* Supplied text *
┏━━
M88 is one of the fifteen Messier objects that belong to the nearby Virgo Cluster of galaxies. It is galaxy number 1401 in the Virgo Cluster Catalogue (VCC) of 2096 galaxies that are candidate members of the cluster. M88 appears to be on or ending a highly elliptical orbit, currently on an approximate or direct course toward the cluster center, which is occupied by the giant elliptical galaxy M87. It is currently 0.3 to 0.48 million parsecs from the center and will come closest to the core in about 200 to 300 million years. Its motion through the intergalactic medium of its cluster is creating, as expected, ram pressure that is stripping away the outer region of neutral hydrogen. To date, this has been detected along the western, leading edge of the galaxy.

This galaxy is inclined to the line of sight by 64°. It is classified as an Sbc spiral, a status between Sb (medium-wound) and Sc (loosely wound) spiral arms. The spiralling arms are very regular and can be followed down to the galactic core. The maximum rotation velocity of the gas is 241.6 ± 4.5 km/s.

M88 is classified as a type 2 Seyfert galaxy, which means it produces narrow spectral line emission from highly ionized gas in the nucleus. In the core region there is a central condensation with a 230 parsec diameter, which has two concentration peaks. This condensation is being fed by inflow from the spiral arms. The supermassive black hole at the core of this galaxy has 10^{7.9} solar masses, or about 80 million solar masses.

==Supernova==
One supernova has been observed in M88:
- SN 1999cl (Type Ia, mag. 16.4) was discovered by the Lick Observatory Supernova Search (LOSS) on 29 May 1999.
┗━━
* Problem description *
Please say whether each statement agrees with the M88 text, answering yes or no and quoting the deciding words of the text. 1. M88 is tilted 64° to the line of sight. 2. Ram pressure stripping of the galaxy's neutral hydrogen has been detected along its eastern edge. 3. The supernova observed in M88 was found by the Lick Observatory Supernova Search.

* Exercise data *
┏━━
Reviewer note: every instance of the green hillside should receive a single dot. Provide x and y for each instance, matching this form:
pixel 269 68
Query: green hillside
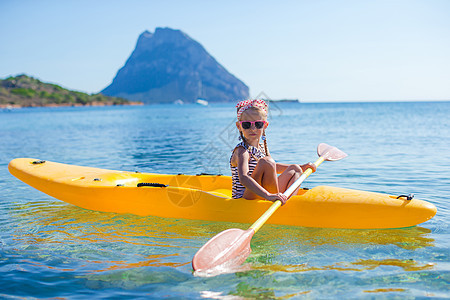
pixel 26 91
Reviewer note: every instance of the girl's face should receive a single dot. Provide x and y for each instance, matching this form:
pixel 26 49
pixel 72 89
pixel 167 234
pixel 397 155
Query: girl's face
pixel 252 134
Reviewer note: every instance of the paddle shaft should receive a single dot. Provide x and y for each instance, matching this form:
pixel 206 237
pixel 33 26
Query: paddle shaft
pixel 260 222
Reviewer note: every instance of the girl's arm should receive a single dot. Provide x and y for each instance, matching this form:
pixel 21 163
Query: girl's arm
pixel 282 167
pixel 242 158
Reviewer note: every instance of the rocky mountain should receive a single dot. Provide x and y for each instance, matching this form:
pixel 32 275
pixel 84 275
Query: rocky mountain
pixel 167 66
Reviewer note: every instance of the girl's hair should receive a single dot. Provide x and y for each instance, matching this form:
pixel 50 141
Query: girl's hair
pixel 266 149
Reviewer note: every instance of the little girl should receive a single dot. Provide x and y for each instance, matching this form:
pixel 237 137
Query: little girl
pixel 254 172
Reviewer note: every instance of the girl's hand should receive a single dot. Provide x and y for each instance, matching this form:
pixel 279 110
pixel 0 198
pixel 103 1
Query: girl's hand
pixel 277 196
pixel 307 166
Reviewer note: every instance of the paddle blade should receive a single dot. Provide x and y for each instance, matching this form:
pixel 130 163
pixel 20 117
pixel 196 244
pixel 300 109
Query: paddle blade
pixel 230 247
pixel 330 153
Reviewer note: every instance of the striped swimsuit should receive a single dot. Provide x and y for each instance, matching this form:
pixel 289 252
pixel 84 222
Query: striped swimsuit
pixel 238 189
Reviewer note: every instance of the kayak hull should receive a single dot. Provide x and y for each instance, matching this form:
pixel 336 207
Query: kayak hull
pixel 208 197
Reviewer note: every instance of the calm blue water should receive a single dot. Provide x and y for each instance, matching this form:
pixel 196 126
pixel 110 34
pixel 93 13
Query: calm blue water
pixel 51 249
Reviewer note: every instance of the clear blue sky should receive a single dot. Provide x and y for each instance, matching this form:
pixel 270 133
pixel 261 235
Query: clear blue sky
pixel 317 50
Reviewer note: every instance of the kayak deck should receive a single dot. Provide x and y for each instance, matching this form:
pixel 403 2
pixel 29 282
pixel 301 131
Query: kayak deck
pixel 208 197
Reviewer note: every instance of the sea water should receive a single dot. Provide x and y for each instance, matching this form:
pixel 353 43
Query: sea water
pixel 51 249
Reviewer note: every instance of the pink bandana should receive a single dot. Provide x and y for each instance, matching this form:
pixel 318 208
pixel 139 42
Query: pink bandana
pixel 246 104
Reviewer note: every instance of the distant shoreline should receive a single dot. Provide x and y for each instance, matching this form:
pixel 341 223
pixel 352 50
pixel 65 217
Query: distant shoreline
pixel 16 106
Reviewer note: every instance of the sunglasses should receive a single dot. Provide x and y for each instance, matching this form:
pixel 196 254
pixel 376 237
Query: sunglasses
pixel 247 124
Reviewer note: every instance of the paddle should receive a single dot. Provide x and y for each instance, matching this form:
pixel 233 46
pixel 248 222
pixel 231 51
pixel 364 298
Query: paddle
pixel 232 246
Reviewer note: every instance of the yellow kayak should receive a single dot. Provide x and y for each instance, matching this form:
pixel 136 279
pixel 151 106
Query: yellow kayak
pixel 208 197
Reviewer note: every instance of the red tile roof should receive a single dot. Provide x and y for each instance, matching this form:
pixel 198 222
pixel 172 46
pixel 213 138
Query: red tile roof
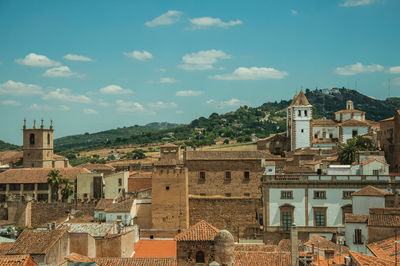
pixel 135 261
pixel 155 249
pixel 363 259
pixel 17 260
pixel 138 183
pixel 202 231
pixel 36 242
pixel 370 191
pixel 37 175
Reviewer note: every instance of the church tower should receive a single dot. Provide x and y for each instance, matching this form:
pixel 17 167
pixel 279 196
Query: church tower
pixel 299 115
pixel 38 146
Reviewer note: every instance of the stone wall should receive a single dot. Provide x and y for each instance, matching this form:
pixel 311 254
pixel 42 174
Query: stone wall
pixel 237 215
pixel 43 213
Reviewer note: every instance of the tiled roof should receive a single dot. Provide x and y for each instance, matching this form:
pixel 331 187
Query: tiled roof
pixel 135 261
pixel 37 175
pixel 123 206
pixel 93 229
pixel 202 231
pixel 372 160
pixel 384 248
pixel 36 242
pixel 362 259
pixel 354 123
pixel 322 243
pixel 244 258
pixel 155 249
pixel 138 183
pixel 17 260
pixel 370 191
pixel 356 218
pixel 103 204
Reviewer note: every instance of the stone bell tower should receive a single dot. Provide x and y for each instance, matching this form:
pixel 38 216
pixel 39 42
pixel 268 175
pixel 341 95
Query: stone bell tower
pixel 38 146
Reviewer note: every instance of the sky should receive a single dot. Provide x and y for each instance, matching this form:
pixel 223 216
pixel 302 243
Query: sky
pixel 95 65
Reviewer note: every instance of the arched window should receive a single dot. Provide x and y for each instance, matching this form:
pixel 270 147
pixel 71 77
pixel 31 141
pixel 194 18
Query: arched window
pixel 200 257
pixel 32 138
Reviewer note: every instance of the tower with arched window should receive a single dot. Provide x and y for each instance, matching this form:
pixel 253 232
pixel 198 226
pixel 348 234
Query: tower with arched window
pixel 299 115
pixel 38 146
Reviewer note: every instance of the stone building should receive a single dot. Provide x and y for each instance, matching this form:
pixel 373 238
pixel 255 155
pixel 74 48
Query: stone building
pixel 38 148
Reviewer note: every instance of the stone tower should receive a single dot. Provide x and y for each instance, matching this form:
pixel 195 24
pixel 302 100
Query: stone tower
pixel 38 146
pixel 299 115
pixel 170 204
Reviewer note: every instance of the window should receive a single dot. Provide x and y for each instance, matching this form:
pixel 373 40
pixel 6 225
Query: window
pixel 32 138
pixel 357 236
pixel 200 257
pixel 320 216
pixel 347 194
pixel 228 175
pixel 286 194
pixel 246 175
pixel 319 194
pixel 202 175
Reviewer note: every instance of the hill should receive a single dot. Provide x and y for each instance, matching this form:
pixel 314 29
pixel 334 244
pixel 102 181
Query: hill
pixel 244 124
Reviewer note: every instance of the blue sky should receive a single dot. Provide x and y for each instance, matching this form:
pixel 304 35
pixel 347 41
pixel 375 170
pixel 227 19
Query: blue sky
pixel 96 65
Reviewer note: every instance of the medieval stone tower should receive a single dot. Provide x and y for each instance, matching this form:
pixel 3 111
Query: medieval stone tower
pixel 170 204
pixel 38 146
pixel 299 115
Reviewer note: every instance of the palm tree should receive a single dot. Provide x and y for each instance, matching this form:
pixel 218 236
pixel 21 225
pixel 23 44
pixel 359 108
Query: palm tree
pixel 53 180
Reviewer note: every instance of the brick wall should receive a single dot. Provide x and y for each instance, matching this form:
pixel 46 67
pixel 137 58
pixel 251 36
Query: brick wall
pixel 43 213
pixel 237 215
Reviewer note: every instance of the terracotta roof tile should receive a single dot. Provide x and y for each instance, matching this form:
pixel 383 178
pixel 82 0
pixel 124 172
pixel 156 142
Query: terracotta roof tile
pixel 36 242
pixel 155 249
pixel 202 231
pixel 356 218
pixel 17 260
pixel 37 175
pixel 123 206
pixel 363 259
pixel 135 261
pixel 370 191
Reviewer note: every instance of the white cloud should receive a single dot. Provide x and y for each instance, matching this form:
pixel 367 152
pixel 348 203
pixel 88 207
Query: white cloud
pixel 129 107
pixel 65 95
pixel 59 72
pixel 142 56
pixel 189 93
pixel 75 57
pixel 19 89
pixel 115 89
pixel 203 60
pixel 170 17
pixel 162 105
pixel 353 3
pixel 207 22
pixel 89 111
pixel 253 73
pixel 358 68
pixel 394 70
pixel 36 60
pixel 10 102
pixel 223 104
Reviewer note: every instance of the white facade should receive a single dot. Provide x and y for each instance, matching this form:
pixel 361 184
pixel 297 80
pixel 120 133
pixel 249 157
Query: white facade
pixel 348 132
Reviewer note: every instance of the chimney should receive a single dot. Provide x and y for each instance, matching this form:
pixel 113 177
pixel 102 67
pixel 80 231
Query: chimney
pixel 294 241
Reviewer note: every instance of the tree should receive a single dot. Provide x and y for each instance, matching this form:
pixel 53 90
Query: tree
pixel 347 152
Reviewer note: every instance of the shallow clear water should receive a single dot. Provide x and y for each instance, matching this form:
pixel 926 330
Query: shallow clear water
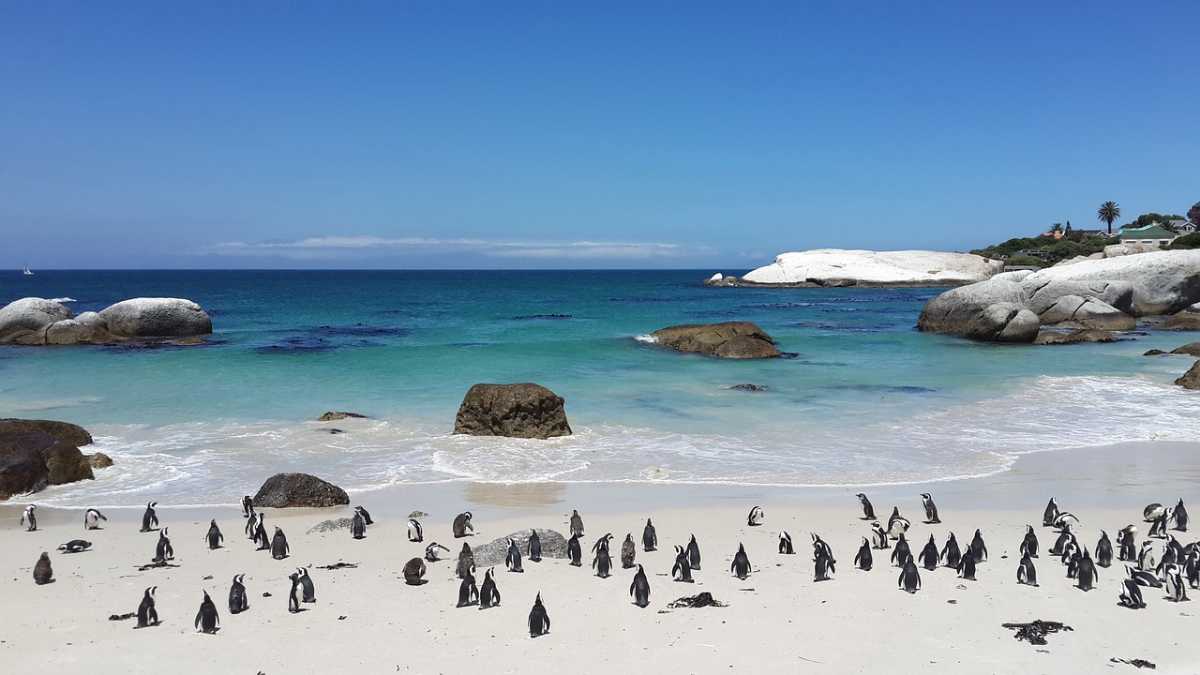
┗━━
* Answer area *
1. Yes: "This galaxy is inclined to the line of sight by 64°."
2. No: "this has been detected along the western, leading edge of the galaxy."
3. Yes: "was discovered by the Lick Observatory Supernova Search (LOSS) on 29 May 1999."